- TEXTO FORNECIDO
Porque não é um sistema de crenças, mas um sistema de conhecimento que se vai
aperfeiçoando. De alguma maneira, a ciência para uma grande plateia tornou-se
algo escasso. Os dados tornaram-se herméticos e a população demasiado
convencida que a lei da internet é mais forte.
Precisamos de divulgação e de alguém que
nos relembra, de novo, o nosso lugar no Universo. God Speed,
Carl.
Contributos para Carl Sagan versão 2.0:
“Nós
conseguimos tirar essa fotografia (a partir do espaço profundo), e se olharem
para ela, verão um ponto. É aqui. É a nossa casa. Somos nós. Nele viveram as
suas vidas todas as pessoas de que já ouviram falar, todos os humanos que
alguma vez viveram. A soma de todas as nossas alegrias e sofrimentos, milhares
de religiões confiantes, ideologias e doutrinas económicas, todos os caçadores
e presas, todos os heróis e cobardes, todos os criadores e destruidores de
civilizações, todos os reis e camponeses, todos os jovens casais apaixonados,
todas as crianças esperançosas, todas as mães e pais, todos os inventores e
exploradores, todos os professores de moral, todos os políticos corruptos,
todas as super estrelas, todos os líderes supremos, todos os santos e pecadores
da história da nossa espécie, viveram lá, num punhado de poeira, suspenso de um
raio de sol.

- ATIVIDADES
[A] No texto sobre Carl Sagan, em que se tornaram os dados?
[B] Reescreva o trecho do texto sobre Carl Sagan de "Porque não é" a "é mais forte.", trocando "escasso" por "raro".

Dados guardados:
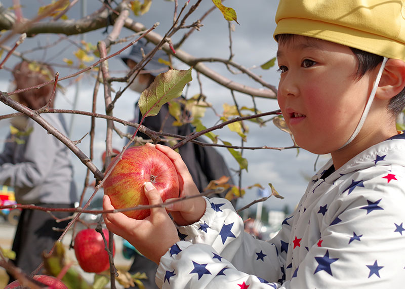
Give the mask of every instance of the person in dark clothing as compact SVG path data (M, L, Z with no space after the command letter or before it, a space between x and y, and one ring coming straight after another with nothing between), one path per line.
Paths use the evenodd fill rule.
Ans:
M141 61L143 55L147 54L154 47L153 44L147 42L143 38L141 39L133 46L130 53L122 56L121 59L130 69L132 69ZM130 88L141 93L149 87L159 73L169 69L167 64L169 63L168 55L162 50L158 50L153 58L145 66L143 70L135 79L133 79L133 81L130 86ZM150 130L157 132L162 131L181 136L188 136L191 133L193 128L189 123L181 126L172 125L176 119L169 113L169 105L165 104L162 106L159 113L153 116L145 117L142 124ZM131 121L139 123L142 116L138 105L138 101L135 103L135 117ZM129 134L133 134L135 132L135 128L129 127ZM149 138L142 133L138 133L137 135L144 139ZM199 142L206 142L201 137L195 139ZM163 142L160 143L168 145ZM200 192L203 191L211 181L217 180L223 176L229 177L228 183L233 184L230 173L223 157L214 148L201 146L188 142L179 148L179 153L187 165L193 180ZM224 197L226 192L224 191L220 194L213 194L209 196L209 197ZM236 199L232 200L232 202L235 206ZM157 266L139 254L135 254L134 256L135 259L129 270L130 273L145 272L148 279L141 280L145 287L147 289L157 288L154 280Z

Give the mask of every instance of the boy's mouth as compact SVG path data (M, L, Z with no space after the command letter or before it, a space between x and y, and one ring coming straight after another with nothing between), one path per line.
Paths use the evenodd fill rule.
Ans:
M304 116L304 115L301 113L298 113L298 112L294 112L291 114L291 118L294 118L296 117L302 117Z

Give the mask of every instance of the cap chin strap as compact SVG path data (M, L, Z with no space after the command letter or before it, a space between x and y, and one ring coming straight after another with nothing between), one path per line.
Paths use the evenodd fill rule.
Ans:
M356 129L354 130L354 132L353 133L353 134L352 134L351 136L347 140L347 141L346 142L346 143L340 147L339 149L343 148L350 143L352 141L353 141L353 140L354 139L354 138L357 136L359 132L360 132L360 130L361 129L363 125L364 125L364 121L366 121L366 118L367 117L367 115L369 114L369 111L370 109L370 107L371 107L371 104L373 103L373 101L374 100L374 96L376 95L376 92L377 91L377 89L378 87L378 84L380 83L380 79L381 78L381 75L383 73L383 71L384 71L384 68L385 67L385 63L387 62L387 60L388 60L388 58L384 57L384 59L383 60L383 63L381 64L381 66L380 67L380 69L378 70L378 73L377 75L377 77L376 77L376 80L374 82L374 85L373 86L373 90L372 90L371 93L370 93L370 96L369 97L369 100L367 101L367 104L366 105L366 107L363 111L363 114L361 115L361 117L360 118L360 120L358 122L358 124L357 125Z

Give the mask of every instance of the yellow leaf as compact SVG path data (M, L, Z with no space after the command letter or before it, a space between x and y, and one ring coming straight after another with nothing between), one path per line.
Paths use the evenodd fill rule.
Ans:
M275 189L273 186L273 185L271 184L271 183L269 183L269 186L270 186L270 189L271 189L271 195L274 196L275 197L279 198L279 199L284 199L284 197L280 196L278 194L278 192L275 190Z
M63 62L66 63L68 65L71 65L73 64L73 60L71 59L68 59L67 58L63 58Z
M222 1L221 0L212 0L214 4L219 9L222 13L224 18L225 20L228 21L234 21L237 24L236 13L235 10L229 7L226 7L222 5Z
M83 49L79 49L73 53L80 61L89 62L94 59L94 56L89 56L87 53Z
M152 0L144 0L143 4L141 4L139 0L135 0L131 2L131 8L132 12L137 16L140 16L149 11Z

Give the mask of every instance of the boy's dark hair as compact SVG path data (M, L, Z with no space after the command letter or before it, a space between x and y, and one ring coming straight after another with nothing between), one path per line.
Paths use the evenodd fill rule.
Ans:
M278 43L287 44L296 36L294 34L280 34L276 35ZM310 37L308 37L310 38ZM368 71L375 68L382 62L384 58L380 55L367 52L360 49L349 47L358 61L356 74L359 78L361 78ZM405 108L405 88L391 99L388 104L388 110L395 116Z

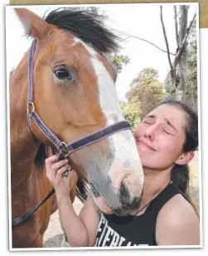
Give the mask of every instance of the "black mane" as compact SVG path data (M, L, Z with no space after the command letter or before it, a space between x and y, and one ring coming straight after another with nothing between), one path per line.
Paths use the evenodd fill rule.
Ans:
M119 49L119 37L107 29L102 22L104 16L89 11L59 8L43 18L50 24L69 31L90 44L95 50L110 53Z

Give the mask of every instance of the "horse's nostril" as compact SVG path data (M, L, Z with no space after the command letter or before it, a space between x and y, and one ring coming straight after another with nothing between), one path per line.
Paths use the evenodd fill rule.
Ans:
M121 183L121 186L120 186L120 198L125 199L129 200L129 190L128 189L127 185L125 185L125 183L123 181L122 181Z
M98 190L95 189L94 185L92 183L89 183L89 185L90 185L90 188L91 188L91 190L92 190L94 196L95 198L100 196Z

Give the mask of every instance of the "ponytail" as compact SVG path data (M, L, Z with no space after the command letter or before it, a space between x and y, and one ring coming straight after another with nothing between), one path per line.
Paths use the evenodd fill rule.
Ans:
M190 170L188 165L180 165L175 164L172 170L171 179L178 189L183 193L188 193L188 186L190 180Z
M181 165L175 164L171 173L171 180L176 184L181 194L192 205L199 217L196 207L189 194L190 169L188 165Z

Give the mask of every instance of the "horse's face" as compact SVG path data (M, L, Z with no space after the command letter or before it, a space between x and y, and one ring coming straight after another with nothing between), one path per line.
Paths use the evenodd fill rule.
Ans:
M34 102L48 128L70 143L123 120L114 70L104 54L32 12L17 10L27 27L32 21L30 34L37 40ZM47 143L34 124L32 130ZM78 173L87 174L101 210L126 215L138 208L143 173L131 131L120 131L83 148L72 154L70 160Z

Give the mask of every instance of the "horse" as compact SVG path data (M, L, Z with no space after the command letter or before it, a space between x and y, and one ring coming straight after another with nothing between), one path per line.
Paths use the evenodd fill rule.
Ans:
M12 223L52 189L45 160L56 152L77 173L70 181L72 202L75 194L85 201L91 189L94 202L101 198L112 213L133 212L143 172L108 59L119 48L118 37L86 11L59 8L43 18L27 8L15 12L34 40L10 77ZM43 247L56 209L53 194L12 228L12 248Z

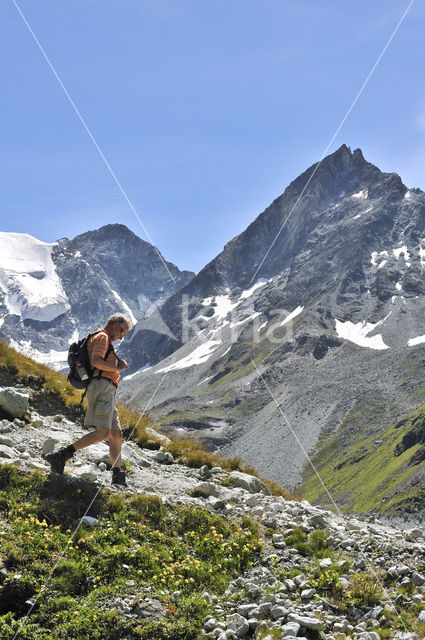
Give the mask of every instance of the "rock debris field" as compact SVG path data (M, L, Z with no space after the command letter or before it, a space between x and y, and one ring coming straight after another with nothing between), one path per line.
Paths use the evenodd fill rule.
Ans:
M31 393L22 387L0 389L0 406L5 409L8 403L8 411L21 416L0 421L0 462L48 474L50 467L42 456L86 431L64 415L32 410ZM148 450L125 442L123 461L130 462L129 486L114 491L150 493L167 504L195 503L226 518L240 520L246 515L260 523L261 558L235 578L223 596L203 594L215 605L215 613L206 618L202 637L419 640L425 636L422 528L403 530L383 524L379 516L337 514L307 501L272 496L254 476L206 465L189 468L176 463L162 447ZM65 473L70 482L90 480L101 487L111 486L109 469L109 447L101 442L78 451ZM96 520L91 524L96 526ZM293 543L295 533L310 540L314 532L322 534L324 557L309 555ZM339 601L352 593L355 584L365 592L373 584L375 597L360 598L342 611L331 595L324 595L324 581L340 594ZM178 601L178 595L172 597ZM122 615L136 617L131 601L130 596L118 599L115 606ZM154 605L146 597L145 606ZM400 621L400 615L405 619L407 614L417 631L409 631ZM391 629L391 635L378 633L384 628L387 634Z

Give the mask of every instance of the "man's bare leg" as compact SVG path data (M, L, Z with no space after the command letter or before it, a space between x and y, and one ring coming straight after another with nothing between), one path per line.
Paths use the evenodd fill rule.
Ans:
M96 431L86 433L86 435L82 436L79 440L73 442L73 447L78 451L78 449L83 449L91 444L96 444L96 442L100 442L101 440L107 440L109 436L110 429L107 427L96 427Z
M109 437L109 455L113 467L121 469L122 433L118 429L111 429Z

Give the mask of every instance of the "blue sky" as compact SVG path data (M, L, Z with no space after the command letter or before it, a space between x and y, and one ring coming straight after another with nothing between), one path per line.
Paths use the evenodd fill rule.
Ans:
M408 0L17 0L166 259L199 271L322 156ZM416 0L342 143L425 190ZM12 0L0 5L0 228L147 240Z

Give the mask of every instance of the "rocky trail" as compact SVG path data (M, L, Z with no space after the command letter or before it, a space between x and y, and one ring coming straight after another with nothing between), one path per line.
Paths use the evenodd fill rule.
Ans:
M0 462L23 472L37 469L48 474L42 456L79 438L85 430L65 415L36 411L33 393L23 385L0 388L0 406L9 414L0 420ZM17 414L14 418L13 413ZM129 487L114 491L150 493L168 504L195 503L226 518L240 521L245 515L260 524L261 558L233 580L223 597L204 594L215 605L215 613L205 620L202 637L424 637L425 536L421 527L402 529L383 524L377 516L335 514L307 501L272 496L254 476L206 465L190 468L176 463L162 447L141 449L125 442L123 460L130 463ZM91 481L110 487L109 467L108 445L101 442L77 452L65 472L70 482ZM95 520L92 525L96 526ZM313 539L320 554L311 550ZM299 544L303 540L309 546ZM353 593L357 592L354 604ZM344 611L335 604L335 594L339 602L351 598ZM178 599L178 592L172 597ZM132 602L129 593L128 598L117 599L115 606L122 615L137 617ZM154 607L149 594L144 605L145 609ZM418 631L412 631L407 620ZM382 635L382 629L387 635Z

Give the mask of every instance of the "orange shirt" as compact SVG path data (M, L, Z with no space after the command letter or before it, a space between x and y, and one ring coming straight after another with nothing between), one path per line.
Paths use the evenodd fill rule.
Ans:
M99 356L99 358L104 358L109 347L108 334L103 329L99 329L99 331L101 331L101 333L96 333L95 336L92 336L87 345L87 352L89 354L89 359L92 366L93 366L92 364L93 356ZM106 358L105 362L107 362L108 364L113 364L114 366L117 366L118 358L115 355L115 353L111 351L108 357ZM100 369L94 368L93 369L94 377L97 377L99 375L99 372L100 372ZM118 388L118 385L120 383L120 372L102 370L102 378L109 378L109 380L112 380L114 385Z

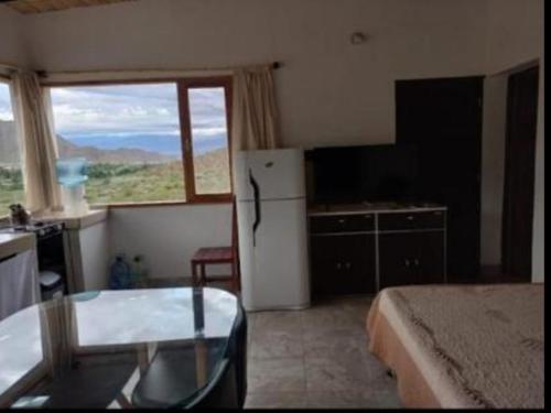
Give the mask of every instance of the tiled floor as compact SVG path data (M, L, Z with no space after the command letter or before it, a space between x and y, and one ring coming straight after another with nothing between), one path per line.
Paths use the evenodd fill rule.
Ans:
M248 313L245 407L400 407L395 380L367 350L369 305L350 297Z

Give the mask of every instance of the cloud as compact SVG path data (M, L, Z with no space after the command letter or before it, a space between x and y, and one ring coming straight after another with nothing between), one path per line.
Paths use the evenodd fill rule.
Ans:
M180 134L175 84L51 88L54 123L66 137ZM194 138L226 133L223 88L192 89Z

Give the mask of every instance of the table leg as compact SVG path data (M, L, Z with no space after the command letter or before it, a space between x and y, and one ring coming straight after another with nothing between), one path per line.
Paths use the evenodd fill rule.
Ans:
M192 286L197 286L197 263L192 261Z
M201 286L206 285L206 270L205 264L201 264Z

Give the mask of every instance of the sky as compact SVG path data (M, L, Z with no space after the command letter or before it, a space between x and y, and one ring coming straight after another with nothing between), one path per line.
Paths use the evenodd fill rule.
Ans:
M51 88L51 96L55 130L68 139L180 137L175 84L57 87ZM192 89L190 110L194 140L226 133L223 88Z
M2 81L0 81L0 120L13 120L10 88Z

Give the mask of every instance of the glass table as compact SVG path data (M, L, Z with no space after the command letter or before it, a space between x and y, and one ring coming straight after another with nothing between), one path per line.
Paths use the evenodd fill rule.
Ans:
M244 325L246 336L237 297L209 287L89 292L26 307L0 322L0 407L188 406L236 357Z

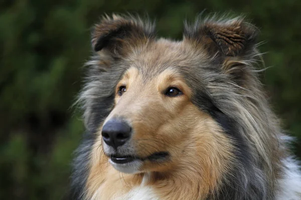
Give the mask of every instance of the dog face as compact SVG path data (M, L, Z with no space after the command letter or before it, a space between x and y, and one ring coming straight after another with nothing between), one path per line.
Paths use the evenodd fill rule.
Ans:
M96 25L97 54L82 94L97 136L95 166L99 155L128 174L190 166L206 174L208 188L231 170L242 136L229 134L234 126L223 94L233 92L229 82L249 85L240 58L253 50L254 32L238 19L219 23L187 26L181 42L156 39L138 19L114 16Z
M265 196L279 174L270 134L279 130L253 66L256 36L242 18L197 20L179 42L157 39L152 24L131 16L96 24L80 97L87 196L115 194L120 172L132 186L150 174L162 196L192 187L192 199L241 199L243 188Z
M210 150L225 142L214 120L192 102L182 71L196 60L183 56L186 46L161 40L128 58L128 69L115 87L114 108L99 134L116 170L166 171L197 154L210 160ZM225 144L226 149L231 146Z

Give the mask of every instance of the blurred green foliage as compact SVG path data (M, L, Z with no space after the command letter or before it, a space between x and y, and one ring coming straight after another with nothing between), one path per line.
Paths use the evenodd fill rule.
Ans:
M70 106L89 58L90 28L104 13L147 13L160 36L183 20L245 14L261 30L262 80L283 126L301 140L301 4L298 0L10 0L0 2L0 199L59 200L84 128ZM296 142L295 152L301 154Z

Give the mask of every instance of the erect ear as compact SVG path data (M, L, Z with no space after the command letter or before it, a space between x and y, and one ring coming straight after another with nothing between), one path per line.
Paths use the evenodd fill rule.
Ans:
M155 36L153 24L138 17L106 16L94 28L92 46L95 52L106 50L117 56L126 52L127 46L146 42Z
M251 66L260 54L256 48L258 32L243 18L198 20L186 24L184 41L214 58L221 69L237 84L250 86L253 76Z
M185 24L185 40L192 41L212 55L243 56L256 44L255 28L243 18L216 20L214 18L197 20L192 26Z

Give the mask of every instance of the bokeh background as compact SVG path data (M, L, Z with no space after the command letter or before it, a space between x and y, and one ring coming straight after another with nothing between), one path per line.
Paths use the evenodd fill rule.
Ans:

- RESPOSTAS
[A] Tornaram-se herméticos.

[B]
Porque não é um sistema de crenças, mas um sistema de conhecimento que se vai
aperfeiçoando. De alguma maneira, a ciência para uma grande plateia tornou-se
algo raro. Os dados tornaram-se herméticos e a população demasiado
convencida que a lei da internet é mais forte.